**Tasks and exercises**
[a] In the forum post about the AR's direct gas system, copy the stretch that starts with "My question is, what" and ends after "found much info.", putting "beginner" in place of "newbie".
[b] Pick up the forum post asking about the AR's direct gas system where it stops, and write what comes next.

I decided to start a seperate thread on that.


My question is, what are the advantages of a direct gas system????



When I hear bashing of the AR, the one thing that stands out, the overwhelmingly hated thing, the most common attack or bash of the AR is its gas system. I know this probably has been discussed 1,000 times here, but I am a newbie and have been searching and haven't found much info.

When told how sh*tty the gas system is, or that the AR "sh*ts where it eats"...what do I respond with? What do I say to explain to someone exactly why the direct gas system is better or at least equal?


I have heard that it is more accurate, and more reliable because of less parts (no piston, or op-rod). But is it just that? Is it that simple? Did stoner design this system just because it is more accurate? I just don't see how or why there should have been a massive change in the fundamental operation of a gas system simply for accuracy, especially when piston systems are pretty accurate. I don't want to speculate, since I don't know what was going through Stoner's mind, but I assume there there had to be MANY reasons why the direct gas system was invented and implemented - not just 1 or 2 reasons that barely justify it....

Referring expression pointing data:

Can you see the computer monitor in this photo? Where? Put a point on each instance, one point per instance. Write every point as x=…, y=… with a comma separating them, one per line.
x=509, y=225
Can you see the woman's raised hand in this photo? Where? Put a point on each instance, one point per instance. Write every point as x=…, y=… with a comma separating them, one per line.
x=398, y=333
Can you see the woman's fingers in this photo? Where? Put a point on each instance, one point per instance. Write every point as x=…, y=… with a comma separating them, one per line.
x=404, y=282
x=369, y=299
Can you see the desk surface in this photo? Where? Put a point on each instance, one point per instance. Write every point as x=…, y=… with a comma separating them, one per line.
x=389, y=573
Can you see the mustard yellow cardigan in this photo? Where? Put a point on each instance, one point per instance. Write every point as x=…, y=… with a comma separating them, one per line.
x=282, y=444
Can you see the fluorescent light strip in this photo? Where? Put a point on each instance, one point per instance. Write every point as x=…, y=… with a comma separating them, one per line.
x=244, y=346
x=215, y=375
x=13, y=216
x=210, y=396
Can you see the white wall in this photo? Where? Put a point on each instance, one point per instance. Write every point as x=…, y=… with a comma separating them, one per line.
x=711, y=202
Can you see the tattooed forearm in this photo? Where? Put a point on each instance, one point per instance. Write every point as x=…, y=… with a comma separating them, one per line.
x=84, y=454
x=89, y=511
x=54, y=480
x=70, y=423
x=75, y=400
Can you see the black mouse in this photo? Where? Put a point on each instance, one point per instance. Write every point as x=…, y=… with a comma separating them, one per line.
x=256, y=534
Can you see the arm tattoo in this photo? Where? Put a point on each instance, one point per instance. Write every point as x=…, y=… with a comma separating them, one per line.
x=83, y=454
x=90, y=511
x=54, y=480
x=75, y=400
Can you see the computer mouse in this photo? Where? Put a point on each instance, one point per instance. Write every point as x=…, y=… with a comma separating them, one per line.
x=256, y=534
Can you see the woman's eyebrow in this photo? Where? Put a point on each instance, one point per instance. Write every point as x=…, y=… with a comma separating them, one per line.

**Numbered answers**
[a]
My question is, what are the advantages of a direct gas system????



When I hear bashing of the AR, the one thing that stands out, the overwhelmingly hated thing, the most common attack or bash of the AR is its gas system. I know this probably has been discussed 1,000 times here, but I am a beginner and have been searching and haven't found much info.

[b]
Link Posted: 10/16/2004 11:04:44 PM EST
"When told how sh*tty the gas system is, or that the AR "sh*ts where it eats"...what do I respond with? What do I say to explain to someone exactly why the direct gas system is better or at least equal?


I have heard that it is more accurate, and more reliable because of less parts (no piston, or op-rod). But is it just that? Is it that simple? Did stoner design this system just because it is more accurate? I just don't see how or why there should have been a massive change in the fundamental operation of a gas system simply for accuracy, especially when piston systems are pretty accurate. I don't want to speculate, since I don't know what was going through Stoner's mind, but I assume there there had to be MANY reasons why the direct gas system was invented and implemented - not just 1 or 2 reasons that barely justify it...."

Hk's "shit where they eat", yet people don't cry about their reliability. Lighter, cheaper, more accurate for less money. You don't see anyone talking about unitized gas cylinders or glass bedding for AR' s now do you?


Link Posted: 10/17/2004 4:25:20 PM EST
Well....that still doesn't quite explain the overall philosophy behind the AR gas system. Mentioning the HK fluted chamber does point out a double standard....but that isn't a good talking point for why the AR system is better.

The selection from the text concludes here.